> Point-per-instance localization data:

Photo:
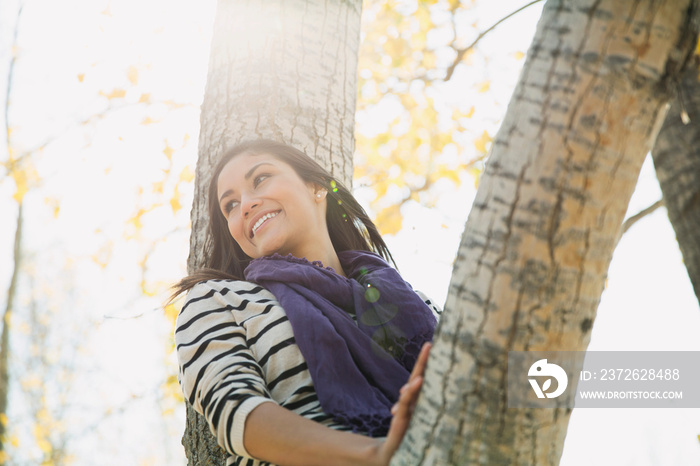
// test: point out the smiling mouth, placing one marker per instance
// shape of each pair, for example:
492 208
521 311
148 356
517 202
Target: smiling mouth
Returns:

> WORK INSTRUCTIONS:
Output every line of the records above unchanged, and keep the pictures out.

> ANSWER BOX:
Photo:
// test: point out the smiling mouth, placing one marker per instance
// shape of each pair, for example:
492 208
521 311
148 356
517 202
Target: smiling mouth
Returns:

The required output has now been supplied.